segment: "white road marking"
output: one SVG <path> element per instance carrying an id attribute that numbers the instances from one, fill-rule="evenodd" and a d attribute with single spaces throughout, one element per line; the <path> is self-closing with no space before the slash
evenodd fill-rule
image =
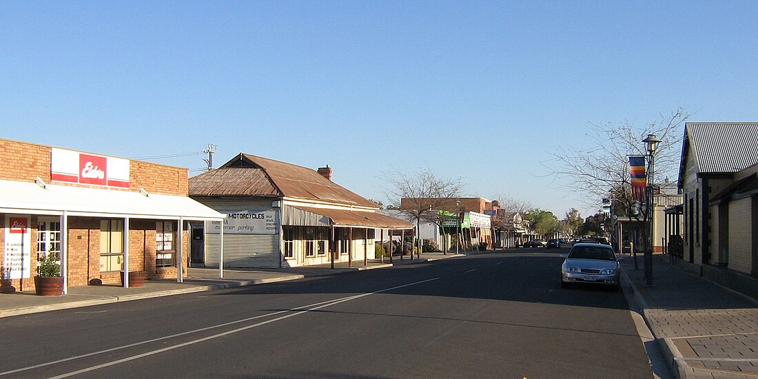
<path id="1" fill-rule="evenodd" d="M 362 297 L 368 296 L 369 295 L 374 295 L 374 294 L 376 294 L 376 293 L 381 293 L 383 292 L 391 291 L 393 290 L 397 290 L 399 288 L 402 288 L 402 287 L 406 287 L 415 286 L 416 284 L 421 284 L 422 283 L 430 282 L 430 281 L 432 281 L 432 280 L 437 280 L 438 279 L 440 279 L 440 277 L 435 277 L 435 278 L 433 278 L 433 279 L 427 279 L 425 280 L 421 280 L 421 281 L 418 281 L 418 282 L 410 283 L 408 283 L 408 284 L 403 284 L 402 286 L 396 286 L 396 287 L 390 287 L 390 288 L 385 288 L 384 290 L 377 290 L 377 291 L 374 291 L 374 292 L 370 292 L 370 293 L 361 293 L 359 295 L 353 295 L 352 296 L 347 296 L 347 297 L 343 297 L 343 298 L 340 298 L 340 299 L 332 299 L 332 300 L 327 300 L 327 301 L 325 301 L 325 302 L 317 302 L 317 303 L 315 303 L 315 304 L 311 304 L 309 305 L 303 305 L 303 306 L 301 306 L 301 307 L 299 307 L 299 308 L 295 308 L 293 309 L 288 309 L 288 310 L 285 310 L 285 311 L 275 312 L 273 312 L 273 313 L 268 313 L 268 314 L 266 314 L 266 315 L 258 315 L 258 316 L 255 316 L 255 317 L 251 317 L 251 318 L 244 318 L 244 319 L 242 319 L 242 320 L 237 320 L 237 321 L 230 321 L 230 322 L 227 322 L 227 323 L 224 323 L 224 324 L 220 324 L 218 325 L 214 325 L 214 326 L 210 326 L 210 327 L 202 327 L 202 328 L 200 328 L 200 329 L 196 329 L 194 330 L 190 330 L 190 331 L 183 332 L 183 333 L 177 333 L 176 334 L 172 334 L 171 336 L 166 336 L 166 337 L 159 337 L 159 338 L 155 338 L 155 339 L 149 340 L 146 340 L 146 341 L 139 342 L 139 343 L 131 343 L 131 344 L 129 344 L 129 345 L 124 345 L 124 346 L 118 346 L 118 347 L 114 347 L 114 348 L 111 348 L 111 349 L 107 349 L 101 350 L 101 351 L 99 351 L 99 352 L 90 352 L 90 353 L 87 353 L 87 354 L 83 354 L 81 356 L 74 356 L 74 357 L 66 358 L 66 359 L 58 359 L 57 361 L 53 361 L 53 362 L 46 362 L 46 363 L 42 363 L 42 364 L 39 364 L 39 365 L 35 365 L 33 366 L 29 366 L 29 367 L 25 367 L 25 368 L 17 368 L 17 369 L 8 371 L 0 372 L 0 376 L 2 376 L 2 375 L 7 375 L 8 374 L 13 374 L 13 373 L 16 373 L 16 372 L 27 371 L 27 370 L 31 370 L 31 369 L 33 369 L 33 368 L 41 368 L 41 367 L 49 366 L 50 365 L 55 365 L 55 364 L 57 364 L 57 363 L 62 363 L 62 362 L 64 362 L 72 361 L 72 360 L 78 359 L 80 359 L 80 358 L 85 358 L 85 357 L 96 356 L 96 355 L 99 355 L 99 354 L 109 352 L 112 352 L 112 351 L 115 351 L 115 350 L 120 350 L 120 349 L 127 349 L 127 348 L 129 348 L 129 347 L 133 347 L 133 346 L 139 346 L 139 345 L 143 345 L 143 344 L 146 344 L 146 343 L 152 343 L 152 342 L 160 341 L 161 340 L 168 340 L 169 338 L 173 338 L 173 337 L 176 337 L 183 336 L 183 335 L 186 335 L 186 334 L 191 334 L 193 333 L 197 333 L 197 332 L 200 332 L 200 331 L 203 331 L 203 330 L 210 330 L 210 329 L 214 329 L 214 328 L 217 328 L 217 327 L 227 326 L 227 325 L 230 325 L 230 324 L 239 324 L 240 322 L 249 321 L 255 320 L 256 318 L 264 318 L 264 317 L 273 316 L 273 315 L 280 315 L 282 313 L 287 313 L 287 312 L 296 311 L 296 310 L 298 310 L 298 309 L 302 309 L 300 312 L 297 312 L 296 313 L 291 313 L 290 315 L 285 315 L 283 316 L 278 317 L 277 318 L 272 318 L 271 320 L 267 320 L 267 321 L 262 321 L 262 322 L 259 322 L 259 323 L 257 323 L 257 324 L 253 324 L 252 325 L 248 325 L 248 326 L 246 326 L 246 327 L 239 327 L 237 329 L 233 329 L 232 330 L 229 330 L 229 331 L 226 331 L 226 332 L 223 332 L 223 333 L 219 333 L 218 334 L 214 334 L 214 335 L 208 336 L 208 337 L 206 337 L 199 338 L 199 339 L 194 340 L 192 340 L 192 341 L 188 341 L 188 342 L 186 342 L 186 343 L 180 343 L 178 345 L 174 345 L 174 346 L 172 346 L 164 347 L 163 349 L 158 349 L 157 350 L 153 350 L 153 351 L 144 352 L 143 354 L 138 354 L 136 356 L 133 356 L 124 358 L 124 359 L 118 359 L 118 360 L 116 360 L 116 361 L 112 361 L 112 362 L 110 362 L 103 363 L 102 365 L 98 365 L 96 366 L 92 366 L 92 367 L 89 367 L 89 368 L 83 368 L 81 370 L 78 370 L 78 371 L 72 371 L 72 372 L 69 372 L 69 373 L 67 373 L 67 374 L 63 374 L 61 375 L 52 377 L 53 379 L 55 379 L 55 378 L 62 378 L 62 377 L 70 377 L 70 376 L 77 375 L 79 374 L 83 374 L 85 372 L 89 372 L 89 371 L 95 371 L 95 370 L 98 370 L 99 368 L 105 368 L 105 367 L 112 366 L 114 365 L 117 365 L 119 363 L 123 363 L 123 362 L 129 362 L 129 361 L 133 361 L 133 360 L 135 360 L 135 359 L 139 359 L 140 358 L 144 358 L 144 357 L 146 357 L 146 356 L 153 356 L 153 355 L 158 354 L 158 353 L 164 352 L 167 352 L 167 351 L 169 351 L 169 350 L 173 350 L 173 349 L 178 349 L 180 347 L 184 347 L 184 346 L 186 346 L 193 345 L 195 343 L 201 343 L 201 342 L 203 342 L 203 341 L 207 341 L 207 340 L 213 340 L 213 339 L 218 338 L 218 337 L 224 337 L 224 336 L 227 336 L 227 335 L 229 335 L 229 334 L 233 334 L 234 333 L 240 332 L 240 331 L 243 331 L 243 330 L 246 330 L 248 329 L 252 329 L 253 327 L 259 327 L 259 326 L 265 325 L 267 324 L 271 324 L 271 323 L 274 322 L 274 321 L 278 321 L 284 320 L 284 319 L 289 318 L 290 317 L 297 316 L 297 315 L 302 315 L 304 313 L 308 313 L 309 312 L 312 312 L 312 311 L 315 311 L 315 310 L 318 310 L 318 309 L 321 309 L 322 308 L 326 308 L 326 307 L 329 307 L 329 306 L 332 306 L 332 305 L 336 305 L 340 304 L 341 302 L 348 302 L 348 301 L 350 301 L 350 300 L 355 300 L 356 299 L 360 299 Z"/>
━━━━━━━━
Directive = Return every row of the material above that contains the word "line", copied unchanged, one row per row of output.

Solution to this task =
output: one SVG <path> element per instance carrying an id attribute that numbers the instances from one, fill-rule="evenodd" and a d attribute with single spaces throughout, one element per line; the <path> is self-closing with no space before the slash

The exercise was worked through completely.